Assigned task:
Write the next part of the passage on low-frequency EEG training, picking up after its final sentence.

Document extract: Begin

The current excitement is around the fact that the range of frequencies of 0-3 Hz contains its own world of mysteries, and may be the key to many of those who still challenge us in the clinic. It has long been clear to us that the brain organizes itself in a much more fine-grained manner in the frequency domain than we are able to determine with our techniques. We are unfortunately up against our own “uncertainty principle” when it comes to the analysis of data in the time-frequency domain. When we turn up the gain on frequency resolution we lose time resolution, and vice versa. So we can always only approximate what is actually going on with EEGs that fluctuate rapidly in both the frequency and time domains. We do get hints of what is actually there, and these hints persuade us that the brain is accustomed to organizing its affairs down to better than the 0.1-Hz level. That in turn means that we can consider the 0-3 Hz bandpass to consist of many subsidiary bands, and each of these should be subject to operant conditioning.

Some of the above developmental stages were contingent on evolution in hardware and software. At the outset [1985] we did not build flexibility into our reward bands simply because we did not think we would ever need it. On the hardware side, we did not provide for training at very low EEG frequencies early on because it did not occur to us that anyone would ever want to do that. Fortunately, the NeuroAmp was designed with low-frequency training as one requirement to be met (it is actually dc-coupled), and it turned out to be just in time to meet our emerging needs as we are now interested in training down to 0.3 Hz.

Document extract: End
Records supplied: Begin

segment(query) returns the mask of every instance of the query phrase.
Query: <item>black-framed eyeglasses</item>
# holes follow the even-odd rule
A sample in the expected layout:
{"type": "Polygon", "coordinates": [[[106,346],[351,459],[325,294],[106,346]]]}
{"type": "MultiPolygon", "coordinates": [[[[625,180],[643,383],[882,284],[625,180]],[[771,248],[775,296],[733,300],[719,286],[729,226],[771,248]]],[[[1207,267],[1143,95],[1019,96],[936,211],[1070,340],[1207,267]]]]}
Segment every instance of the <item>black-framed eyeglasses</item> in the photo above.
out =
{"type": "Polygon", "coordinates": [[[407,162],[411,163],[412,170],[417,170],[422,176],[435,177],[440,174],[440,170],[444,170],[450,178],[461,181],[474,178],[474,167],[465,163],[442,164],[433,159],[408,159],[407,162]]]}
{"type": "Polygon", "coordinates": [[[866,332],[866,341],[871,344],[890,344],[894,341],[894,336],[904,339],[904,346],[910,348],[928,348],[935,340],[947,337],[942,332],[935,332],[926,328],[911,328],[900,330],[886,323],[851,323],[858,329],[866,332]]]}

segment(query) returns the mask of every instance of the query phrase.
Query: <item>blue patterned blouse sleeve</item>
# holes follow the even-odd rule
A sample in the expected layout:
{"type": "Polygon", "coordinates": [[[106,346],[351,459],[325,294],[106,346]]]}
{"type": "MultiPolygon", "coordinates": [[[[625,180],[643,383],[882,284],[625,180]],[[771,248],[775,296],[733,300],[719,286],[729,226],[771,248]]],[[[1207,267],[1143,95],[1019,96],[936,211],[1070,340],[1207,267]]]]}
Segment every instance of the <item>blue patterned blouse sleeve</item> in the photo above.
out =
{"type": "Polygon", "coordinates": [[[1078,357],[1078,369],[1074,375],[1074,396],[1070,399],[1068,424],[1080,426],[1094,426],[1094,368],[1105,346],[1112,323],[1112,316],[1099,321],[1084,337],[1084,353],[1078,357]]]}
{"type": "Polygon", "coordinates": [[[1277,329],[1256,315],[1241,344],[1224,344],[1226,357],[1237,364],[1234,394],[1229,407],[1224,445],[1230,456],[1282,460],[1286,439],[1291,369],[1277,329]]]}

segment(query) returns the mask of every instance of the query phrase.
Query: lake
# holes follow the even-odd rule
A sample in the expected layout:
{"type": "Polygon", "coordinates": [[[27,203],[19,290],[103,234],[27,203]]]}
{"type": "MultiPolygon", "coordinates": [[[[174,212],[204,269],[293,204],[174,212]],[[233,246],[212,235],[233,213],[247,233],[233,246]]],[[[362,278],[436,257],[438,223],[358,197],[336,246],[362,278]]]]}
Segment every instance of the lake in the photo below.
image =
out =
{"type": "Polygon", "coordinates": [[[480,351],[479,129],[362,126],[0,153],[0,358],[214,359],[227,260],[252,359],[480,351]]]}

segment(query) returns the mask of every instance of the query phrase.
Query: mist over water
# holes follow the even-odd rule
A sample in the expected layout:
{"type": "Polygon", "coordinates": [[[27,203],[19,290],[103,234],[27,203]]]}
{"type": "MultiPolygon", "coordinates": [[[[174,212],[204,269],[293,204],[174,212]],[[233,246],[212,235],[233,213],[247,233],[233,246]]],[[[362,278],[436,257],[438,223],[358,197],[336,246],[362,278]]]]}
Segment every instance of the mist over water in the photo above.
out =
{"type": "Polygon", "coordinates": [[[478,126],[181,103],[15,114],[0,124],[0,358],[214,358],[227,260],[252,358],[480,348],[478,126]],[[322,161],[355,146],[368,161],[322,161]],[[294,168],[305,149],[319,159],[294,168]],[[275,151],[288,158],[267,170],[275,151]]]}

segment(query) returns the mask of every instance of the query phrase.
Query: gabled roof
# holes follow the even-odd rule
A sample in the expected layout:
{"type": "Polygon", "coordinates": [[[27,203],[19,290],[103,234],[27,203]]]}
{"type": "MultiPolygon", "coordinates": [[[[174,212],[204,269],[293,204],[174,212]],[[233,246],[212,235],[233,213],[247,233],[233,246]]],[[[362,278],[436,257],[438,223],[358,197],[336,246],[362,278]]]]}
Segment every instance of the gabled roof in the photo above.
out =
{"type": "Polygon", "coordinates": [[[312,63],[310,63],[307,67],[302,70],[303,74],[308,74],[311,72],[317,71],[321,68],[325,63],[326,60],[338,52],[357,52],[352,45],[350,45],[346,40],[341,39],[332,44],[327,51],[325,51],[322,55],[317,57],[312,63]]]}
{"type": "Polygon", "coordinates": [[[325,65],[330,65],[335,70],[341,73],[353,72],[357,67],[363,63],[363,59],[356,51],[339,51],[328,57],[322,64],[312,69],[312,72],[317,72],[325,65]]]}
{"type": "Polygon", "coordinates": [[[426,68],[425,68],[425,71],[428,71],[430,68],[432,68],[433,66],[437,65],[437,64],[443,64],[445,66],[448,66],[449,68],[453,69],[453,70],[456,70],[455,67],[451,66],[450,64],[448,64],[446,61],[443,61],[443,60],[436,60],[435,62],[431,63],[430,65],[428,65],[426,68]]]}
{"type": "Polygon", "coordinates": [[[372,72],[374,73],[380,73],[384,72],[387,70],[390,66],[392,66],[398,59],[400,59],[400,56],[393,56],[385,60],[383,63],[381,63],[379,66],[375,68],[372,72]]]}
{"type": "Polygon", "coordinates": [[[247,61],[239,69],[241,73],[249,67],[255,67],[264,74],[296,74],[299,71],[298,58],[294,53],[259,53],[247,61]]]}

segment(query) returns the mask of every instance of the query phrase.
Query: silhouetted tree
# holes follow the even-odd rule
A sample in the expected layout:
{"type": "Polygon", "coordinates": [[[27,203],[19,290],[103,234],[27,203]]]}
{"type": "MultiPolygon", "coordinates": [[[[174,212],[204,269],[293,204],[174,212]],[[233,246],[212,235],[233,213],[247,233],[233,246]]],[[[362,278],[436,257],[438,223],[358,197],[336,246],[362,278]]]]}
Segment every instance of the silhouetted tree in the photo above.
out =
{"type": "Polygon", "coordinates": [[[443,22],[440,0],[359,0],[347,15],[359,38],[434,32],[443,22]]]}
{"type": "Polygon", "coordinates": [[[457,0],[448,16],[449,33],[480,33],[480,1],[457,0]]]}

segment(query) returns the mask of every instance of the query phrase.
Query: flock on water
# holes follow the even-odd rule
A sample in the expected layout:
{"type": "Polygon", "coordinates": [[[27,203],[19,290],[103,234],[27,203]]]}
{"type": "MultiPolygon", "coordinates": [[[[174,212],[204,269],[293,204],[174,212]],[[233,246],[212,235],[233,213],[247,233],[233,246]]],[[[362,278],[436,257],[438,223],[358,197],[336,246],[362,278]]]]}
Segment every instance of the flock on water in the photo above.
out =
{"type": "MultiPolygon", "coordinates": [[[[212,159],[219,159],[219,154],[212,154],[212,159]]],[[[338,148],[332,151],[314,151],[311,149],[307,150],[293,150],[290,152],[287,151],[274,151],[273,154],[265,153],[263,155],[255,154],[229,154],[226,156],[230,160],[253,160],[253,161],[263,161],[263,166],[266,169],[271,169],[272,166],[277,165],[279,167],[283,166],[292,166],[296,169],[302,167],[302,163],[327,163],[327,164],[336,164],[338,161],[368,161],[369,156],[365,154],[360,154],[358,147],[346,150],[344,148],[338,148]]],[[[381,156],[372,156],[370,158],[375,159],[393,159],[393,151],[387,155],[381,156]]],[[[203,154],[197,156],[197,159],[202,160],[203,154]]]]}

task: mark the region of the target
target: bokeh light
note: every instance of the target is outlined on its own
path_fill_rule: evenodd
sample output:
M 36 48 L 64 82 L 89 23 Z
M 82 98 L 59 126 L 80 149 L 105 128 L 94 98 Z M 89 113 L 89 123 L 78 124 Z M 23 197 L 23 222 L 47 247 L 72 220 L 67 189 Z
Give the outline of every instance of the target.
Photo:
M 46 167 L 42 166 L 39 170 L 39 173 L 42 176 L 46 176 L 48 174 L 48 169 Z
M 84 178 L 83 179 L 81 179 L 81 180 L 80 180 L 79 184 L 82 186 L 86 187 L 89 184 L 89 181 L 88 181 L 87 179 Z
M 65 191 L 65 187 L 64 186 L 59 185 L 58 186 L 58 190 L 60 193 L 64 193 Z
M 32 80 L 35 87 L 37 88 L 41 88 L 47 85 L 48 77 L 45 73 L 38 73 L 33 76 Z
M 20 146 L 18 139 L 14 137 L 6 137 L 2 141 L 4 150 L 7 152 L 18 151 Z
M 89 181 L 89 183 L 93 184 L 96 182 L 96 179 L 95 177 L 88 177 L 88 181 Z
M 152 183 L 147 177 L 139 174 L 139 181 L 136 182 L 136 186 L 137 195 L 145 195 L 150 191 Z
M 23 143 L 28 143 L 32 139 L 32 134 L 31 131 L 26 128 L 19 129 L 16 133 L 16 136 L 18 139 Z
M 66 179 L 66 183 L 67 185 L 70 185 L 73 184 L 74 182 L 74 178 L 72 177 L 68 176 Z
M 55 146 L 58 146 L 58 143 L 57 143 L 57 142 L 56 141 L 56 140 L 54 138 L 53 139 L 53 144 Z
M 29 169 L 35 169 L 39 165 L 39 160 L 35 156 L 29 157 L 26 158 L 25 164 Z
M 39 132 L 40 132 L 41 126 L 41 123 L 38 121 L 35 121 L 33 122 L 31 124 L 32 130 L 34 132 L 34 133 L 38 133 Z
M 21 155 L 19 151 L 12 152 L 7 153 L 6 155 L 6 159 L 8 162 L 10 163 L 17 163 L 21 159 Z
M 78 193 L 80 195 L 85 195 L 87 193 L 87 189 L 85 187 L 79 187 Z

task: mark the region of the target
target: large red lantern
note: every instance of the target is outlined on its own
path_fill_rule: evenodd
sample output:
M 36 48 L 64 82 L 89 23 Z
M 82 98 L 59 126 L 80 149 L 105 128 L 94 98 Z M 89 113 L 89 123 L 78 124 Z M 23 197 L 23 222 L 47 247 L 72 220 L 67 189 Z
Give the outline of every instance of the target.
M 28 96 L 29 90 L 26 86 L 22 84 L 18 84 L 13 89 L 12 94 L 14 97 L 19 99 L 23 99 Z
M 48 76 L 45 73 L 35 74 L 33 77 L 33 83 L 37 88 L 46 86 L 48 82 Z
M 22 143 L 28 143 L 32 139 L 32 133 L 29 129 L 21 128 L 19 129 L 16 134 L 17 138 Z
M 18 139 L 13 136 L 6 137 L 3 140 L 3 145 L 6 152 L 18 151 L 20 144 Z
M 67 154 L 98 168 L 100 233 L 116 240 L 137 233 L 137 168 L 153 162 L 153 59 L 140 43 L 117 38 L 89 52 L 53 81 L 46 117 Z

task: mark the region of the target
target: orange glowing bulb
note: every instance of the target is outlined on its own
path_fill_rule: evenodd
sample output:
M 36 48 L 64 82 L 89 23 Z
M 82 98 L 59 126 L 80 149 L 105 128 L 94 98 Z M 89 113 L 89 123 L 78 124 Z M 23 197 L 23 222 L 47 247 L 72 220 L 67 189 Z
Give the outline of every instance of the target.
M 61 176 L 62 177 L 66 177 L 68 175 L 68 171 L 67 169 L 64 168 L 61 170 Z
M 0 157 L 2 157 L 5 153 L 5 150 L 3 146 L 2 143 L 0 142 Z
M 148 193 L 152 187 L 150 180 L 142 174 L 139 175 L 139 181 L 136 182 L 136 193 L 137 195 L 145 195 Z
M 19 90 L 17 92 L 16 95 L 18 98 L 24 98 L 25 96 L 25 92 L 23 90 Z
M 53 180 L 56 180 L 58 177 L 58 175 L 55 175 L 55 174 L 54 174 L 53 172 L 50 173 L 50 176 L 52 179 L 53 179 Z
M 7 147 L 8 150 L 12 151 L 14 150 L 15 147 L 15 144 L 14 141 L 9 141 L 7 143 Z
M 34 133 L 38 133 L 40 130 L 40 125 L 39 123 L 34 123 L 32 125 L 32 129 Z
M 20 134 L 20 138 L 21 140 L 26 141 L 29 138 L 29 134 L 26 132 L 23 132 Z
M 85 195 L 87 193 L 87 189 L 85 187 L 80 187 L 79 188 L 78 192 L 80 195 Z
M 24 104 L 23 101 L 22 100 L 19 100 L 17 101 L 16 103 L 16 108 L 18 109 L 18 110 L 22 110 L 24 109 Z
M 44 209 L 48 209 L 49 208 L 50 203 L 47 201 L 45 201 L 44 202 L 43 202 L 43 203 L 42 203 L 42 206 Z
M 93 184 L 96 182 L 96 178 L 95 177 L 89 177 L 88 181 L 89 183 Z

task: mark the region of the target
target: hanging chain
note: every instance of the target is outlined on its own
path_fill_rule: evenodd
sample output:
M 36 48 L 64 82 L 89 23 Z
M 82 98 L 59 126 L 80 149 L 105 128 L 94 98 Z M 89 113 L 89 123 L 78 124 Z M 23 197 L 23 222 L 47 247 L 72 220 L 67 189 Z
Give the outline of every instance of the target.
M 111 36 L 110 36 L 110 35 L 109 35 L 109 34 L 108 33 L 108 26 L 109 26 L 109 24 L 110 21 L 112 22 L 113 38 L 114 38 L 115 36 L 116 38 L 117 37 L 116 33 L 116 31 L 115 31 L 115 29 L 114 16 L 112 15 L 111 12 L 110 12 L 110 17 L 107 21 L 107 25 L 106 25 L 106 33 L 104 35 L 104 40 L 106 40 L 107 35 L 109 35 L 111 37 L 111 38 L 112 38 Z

Records supplied: End

Task response:
All of the above discussion has been concerned with reward-based feedback. On the inhibit-side there have been two significant developments: 1) the adoption of wideband inhibits, and 2) the more recent adoption of multiple inhibit bands, following Val Brown. Finally, the developments on the reward and inhibit side come together in a simultaneous two-channel training strategy such as was first adopted by Chuck Davis. By training on the difference signal between two channels we carry forward the reward schema we have been implementing with single-channel bipolar placement. By inhibiting on both the sum and the difference channels we “contain” the excursions in EEG irrespective of relative phase between the channels.

The convergence of these strategies in two-channel training on the central strip should retain all of the benefits of our inter-hemispheric single-channel work, and it should give us much of the benefit of Val Brown’s approach with a combination of multiple inhibit bands with dynamic thresholding. By balancing our strong reward-based training with optimized inhibit-based training we ease the burden of decision-making for the clinician. In a quandary, the clinician can always back off to an inhibit-only strategy where the software bears the entire burden. In this manner, we can ease the entry of novice clinicians even as the overall training strategy bulks up in complexity beyond what we had anticipated.

We remain in a continuing debate on the issue of clinical complexity. On the one hand, we want to be able to respond to any clinical challenge that crosses our threshold. On the other, we have to give continuing recognition to the observation that most of our training objectives are in fact met with the basic techniques. This should be even more the case once a more proper balance is restored between inhibit and reward-based training with the transition to two-channel training. That transition had been modeled for us not only by Chuck Davis but then by Val Brown as well. It was only the combination of power and simplicity of the reward-based training that kept us from transitioning sooner to the two-channel work. It has been waiting to happen for a long time.

With a near-doubling of the clinical complexity in going from three to five or six electrodes on the head, one hopes for more than a doubling of overall clinical effectiveness. That’s a tall order, and may in fact be beyond reach. But there will be a niche where this capability will be advantageous, and we’ll just have to tease that out. The most obvious area of application is where T3-T4 has been at its best, namely the most treatment-resistant instabilities. The conversation continues.